Provided records: Begin

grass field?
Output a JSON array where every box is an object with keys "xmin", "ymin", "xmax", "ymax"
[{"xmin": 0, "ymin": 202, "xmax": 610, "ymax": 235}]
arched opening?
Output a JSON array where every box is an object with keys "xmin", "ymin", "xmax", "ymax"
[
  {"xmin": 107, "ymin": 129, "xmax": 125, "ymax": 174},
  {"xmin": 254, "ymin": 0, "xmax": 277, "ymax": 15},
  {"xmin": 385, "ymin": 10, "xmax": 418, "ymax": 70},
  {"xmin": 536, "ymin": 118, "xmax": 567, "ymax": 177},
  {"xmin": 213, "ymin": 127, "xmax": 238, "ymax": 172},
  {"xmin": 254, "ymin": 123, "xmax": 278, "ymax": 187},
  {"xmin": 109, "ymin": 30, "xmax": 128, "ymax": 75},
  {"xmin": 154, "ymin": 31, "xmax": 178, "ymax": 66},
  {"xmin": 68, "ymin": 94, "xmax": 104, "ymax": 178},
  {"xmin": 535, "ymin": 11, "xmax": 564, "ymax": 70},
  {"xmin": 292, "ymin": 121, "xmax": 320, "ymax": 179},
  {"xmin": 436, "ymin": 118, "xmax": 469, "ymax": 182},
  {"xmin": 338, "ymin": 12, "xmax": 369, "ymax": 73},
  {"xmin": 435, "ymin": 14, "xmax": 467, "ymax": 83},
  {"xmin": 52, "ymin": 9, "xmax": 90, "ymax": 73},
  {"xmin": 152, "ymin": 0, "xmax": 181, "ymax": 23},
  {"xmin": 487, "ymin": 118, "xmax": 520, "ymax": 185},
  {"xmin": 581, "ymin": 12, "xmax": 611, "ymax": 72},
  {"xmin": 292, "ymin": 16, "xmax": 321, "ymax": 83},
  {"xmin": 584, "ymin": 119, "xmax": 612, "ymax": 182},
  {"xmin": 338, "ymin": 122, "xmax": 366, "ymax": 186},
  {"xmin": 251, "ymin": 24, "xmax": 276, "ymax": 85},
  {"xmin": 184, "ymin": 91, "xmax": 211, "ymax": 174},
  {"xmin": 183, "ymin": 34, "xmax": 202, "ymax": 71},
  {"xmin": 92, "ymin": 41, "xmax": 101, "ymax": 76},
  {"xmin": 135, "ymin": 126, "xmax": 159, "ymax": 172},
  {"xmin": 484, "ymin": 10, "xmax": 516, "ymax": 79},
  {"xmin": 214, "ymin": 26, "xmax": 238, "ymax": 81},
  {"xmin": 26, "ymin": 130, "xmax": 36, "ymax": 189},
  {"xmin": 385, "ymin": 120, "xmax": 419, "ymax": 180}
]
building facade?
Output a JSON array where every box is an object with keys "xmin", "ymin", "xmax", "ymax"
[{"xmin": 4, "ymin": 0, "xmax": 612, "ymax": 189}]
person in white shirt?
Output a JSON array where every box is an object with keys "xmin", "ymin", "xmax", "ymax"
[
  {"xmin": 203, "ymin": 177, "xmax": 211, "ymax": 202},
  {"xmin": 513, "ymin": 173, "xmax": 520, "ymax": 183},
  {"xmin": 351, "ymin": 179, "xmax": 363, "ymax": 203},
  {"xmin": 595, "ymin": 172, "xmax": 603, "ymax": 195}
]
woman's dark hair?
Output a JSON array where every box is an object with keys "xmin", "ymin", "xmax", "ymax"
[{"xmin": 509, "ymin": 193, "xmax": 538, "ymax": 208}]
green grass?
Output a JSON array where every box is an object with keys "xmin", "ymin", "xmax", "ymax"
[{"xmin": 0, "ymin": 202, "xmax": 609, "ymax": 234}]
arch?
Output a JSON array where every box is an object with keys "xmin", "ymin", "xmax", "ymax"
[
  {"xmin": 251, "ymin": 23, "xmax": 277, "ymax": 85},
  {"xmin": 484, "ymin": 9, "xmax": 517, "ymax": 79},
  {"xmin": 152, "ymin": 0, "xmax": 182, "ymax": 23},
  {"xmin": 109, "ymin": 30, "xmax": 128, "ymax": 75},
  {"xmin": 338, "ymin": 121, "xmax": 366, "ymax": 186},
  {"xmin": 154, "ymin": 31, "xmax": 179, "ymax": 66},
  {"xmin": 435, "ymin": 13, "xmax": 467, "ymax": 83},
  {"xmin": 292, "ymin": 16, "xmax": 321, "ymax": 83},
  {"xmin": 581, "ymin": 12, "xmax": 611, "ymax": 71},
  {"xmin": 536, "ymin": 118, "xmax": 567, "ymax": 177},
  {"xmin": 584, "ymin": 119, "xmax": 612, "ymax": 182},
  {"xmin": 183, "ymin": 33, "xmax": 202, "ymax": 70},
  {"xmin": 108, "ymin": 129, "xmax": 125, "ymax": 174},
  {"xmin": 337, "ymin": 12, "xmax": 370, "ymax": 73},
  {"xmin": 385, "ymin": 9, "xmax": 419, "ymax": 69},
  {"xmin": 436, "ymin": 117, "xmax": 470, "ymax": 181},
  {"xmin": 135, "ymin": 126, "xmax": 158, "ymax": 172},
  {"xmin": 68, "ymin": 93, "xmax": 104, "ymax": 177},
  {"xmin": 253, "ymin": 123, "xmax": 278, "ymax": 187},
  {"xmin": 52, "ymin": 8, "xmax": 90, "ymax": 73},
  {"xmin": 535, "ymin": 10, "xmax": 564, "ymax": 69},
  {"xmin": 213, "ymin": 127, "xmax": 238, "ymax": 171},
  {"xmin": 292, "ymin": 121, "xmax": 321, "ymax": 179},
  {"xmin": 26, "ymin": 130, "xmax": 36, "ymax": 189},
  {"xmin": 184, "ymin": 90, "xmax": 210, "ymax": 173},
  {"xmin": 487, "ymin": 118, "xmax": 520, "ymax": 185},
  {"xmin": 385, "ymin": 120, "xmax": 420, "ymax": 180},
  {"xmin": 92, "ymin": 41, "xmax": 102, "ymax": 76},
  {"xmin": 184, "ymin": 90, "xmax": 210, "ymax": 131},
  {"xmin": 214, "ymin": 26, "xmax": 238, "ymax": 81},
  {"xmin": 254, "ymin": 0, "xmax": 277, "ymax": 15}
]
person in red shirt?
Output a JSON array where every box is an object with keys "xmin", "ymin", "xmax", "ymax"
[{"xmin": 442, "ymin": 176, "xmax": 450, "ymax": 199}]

Provided records: End

## What to work on
Repeat the data in full, exactly as supplied.

## Answer section
grass field?
Output a JSON array where every box is an object with keys "xmin", "ymin", "xmax", "ymax"
[{"xmin": 0, "ymin": 202, "xmax": 610, "ymax": 235}]
arched opening?
Output a JSON array where every box is an object with keys "xmin", "ymin", "xmax", "ymax"
[
  {"xmin": 107, "ymin": 129, "xmax": 125, "ymax": 174},
  {"xmin": 254, "ymin": 0, "xmax": 277, "ymax": 15},
  {"xmin": 385, "ymin": 10, "xmax": 418, "ymax": 70},
  {"xmin": 536, "ymin": 118, "xmax": 567, "ymax": 177},
  {"xmin": 213, "ymin": 127, "xmax": 238, "ymax": 172},
  {"xmin": 254, "ymin": 123, "xmax": 278, "ymax": 187},
  {"xmin": 109, "ymin": 30, "xmax": 128, "ymax": 75},
  {"xmin": 154, "ymin": 31, "xmax": 178, "ymax": 66},
  {"xmin": 68, "ymin": 94, "xmax": 104, "ymax": 178},
  {"xmin": 535, "ymin": 11, "xmax": 564, "ymax": 70},
  {"xmin": 292, "ymin": 121, "xmax": 320, "ymax": 179},
  {"xmin": 436, "ymin": 118, "xmax": 469, "ymax": 182},
  {"xmin": 338, "ymin": 12, "xmax": 369, "ymax": 73},
  {"xmin": 435, "ymin": 14, "xmax": 467, "ymax": 83},
  {"xmin": 52, "ymin": 9, "xmax": 90, "ymax": 73},
  {"xmin": 152, "ymin": 0, "xmax": 181, "ymax": 23},
  {"xmin": 487, "ymin": 118, "xmax": 520, "ymax": 185},
  {"xmin": 581, "ymin": 12, "xmax": 611, "ymax": 72},
  {"xmin": 292, "ymin": 16, "xmax": 321, "ymax": 83},
  {"xmin": 584, "ymin": 119, "xmax": 612, "ymax": 182},
  {"xmin": 338, "ymin": 122, "xmax": 366, "ymax": 186},
  {"xmin": 251, "ymin": 24, "xmax": 276, "ymax": 85},
  {"xmin": 184, "ymin": 91, "xmax": 211, "ymax": 174},
  {"xmin": 183, "ymin": 34, "xmax": 202, "ymax": 71},
  {"xmin": 92, "ymin": 41, "xmax": 101, "ymax": 76},
  {"xmin": 135, "ymin": 126, "xmax": 159, "ymax": 172},
  {"xmin": 484, "ymin": 10, "xmax": 516, "ymax": 79},
  {"xmin": 214, "ymin": 26, "xmax": 238, "ymax": 81},
  {"xmin": 26, "ymin": 130, "xmax": 36, "ymax": 189},
  {"xmin": 385, "ymin": 120, "xmax": 419, "ymax": 180}
]
building facade?
Output a JSON array where every box is an object with keys "xmin", "ymin", "xmax", "ymax"
[{"xmin": 4, "ymin": 0, "xmax": 612, "ymax": 189}]
person in white shirt?
Output a JSON array where every box is an object with keys "xmin", "ymin", "xmax", "ymax"
[
  {"xmin": 203, "ymin": 177, "xmax": 211, "ymax": 202},
  {"xmin": 513, "ymin": 173, "xmax": 520, "ymax": 183},
  {"xmin": 351, "ymin": 179, "xmax": 363, "ymax": 203},
  {"xmin": 595, "ymin": 172, "xmax": 603, "ymax": 195}
]
woman's dark hair?
Output a JSON array where every box is an object with keys "xmin", "ymin", "xmax", "ymax"
[{"xmin": 509, "ymin": 193, "xmax": 538, "ymax": 208}]
green grass?
Output a JSON array where every box is an object with keys "xmin", "ymin", "xmax", "ymax"
[{"xmin": 0, "ymin": 202, "xmax": 609, "ymax": 234}]
arch?
Output a JSON array where every box is an object with keys "xmin", "ymin", "xmax", "ymax"
[
  {"xmin": 251, "ymin": 23, "xmax": 277, "ymax": 85},
  {"xmin": 484, "ymin": 9, "xmax": 517, "ymax": 79},
  {"xmin": 152, "ymin": 0, "xmax": 182, "ymax": 23},
  {"xmin": 109, "ymin": 30, "xmax": 128, "ymax": 75},
  {"xmin": 338, "ymin": 121, "xmax": 366, "ymax": 186},
  {"xmin": 154, "ymin": 31, "xmax": 179, "ymax": 66},
  {"xmin": 435, "ymin": 13, "xmax": 467, "ymax": 83},
  {"xmin": 292, "ymin": 16, "xmax": 321, "ymax": 83},
  {"xmin": 581, "ymin": 12, "xmax": 611, "ymax": 71},
  {"xmin": 536, "ymin": 118, "xmax": 567, "ymax": 177},
  {"xmin": 584, "ymin": 119, "xmax": 612, "ymax": 182},
  {"xmin": 183, "ymin": 33, "xmax": 202, "ymax": 70},
  {"xmin": 108, "ymin": 129, "xmax": 125, "ymax": 174},
  {"xmin": 337, "ymin": 12, "xmax": 370, "ymax": 73},
  {"xmin": 385, "ymin": 9, "xmax": 419, "ymax": 69},
  {"xmin": 436, "ymin": 117, "xmax": 470, "ymax": 181},
  {"xmin": 135, "ymin": 126, "xmax": 158, "ymax": 172},
  {"xmin": 68, "ymin": 93, "xmax": 104, "ymax": 177},
  {"xmin": 253, "ymin": 123, "xmax": 278, "ymax": 187},
  {"xmin": 52, "ymin": 8, "xmax": 90, "ymax": 73},
  {"xmin": 535, "ymin": 10, "xmax": 564, "ymax": 69},
  {"xmin": 213, "ymin": 127, "xmax": 238, "ymax": 171},
  {"xmin": 292, "ymin": 121, "xmax": 321, "ymax": 179},
  {"xmin": 26, "ymin": 130, "xmax": 36, "ymax": 189},
  {"xmin": 184, "ymin": 90, "xmax": 210, "ymax": 173},
  {"xmin": 487, "ymin": 118, "xmax": 520, "ymax": 185},
  {"xmin": 385, "ymin": 120, "xmax": 420, "ymax": 180},
  {"xmin": 92, "ymin": 41, "xmax": 102, "ymax": 76},
  {"xmin": 184, "ymin": 90, "xmax": 210, "ymax": 131},
  {"xmin": 214, "ymin": 26, "xmax": 238, "ymax": 81},
  {"xmin": 254, "ymin": 0, "xmax": 277, "ymax": 15}
]
person in red shirt?
Output a JSON array where every box is an object with keys "xmin", "ymin", "xmax", "ymax"
[{"xmin": 442, "ymin": 176, "xmax": 450, "ymax": 199}]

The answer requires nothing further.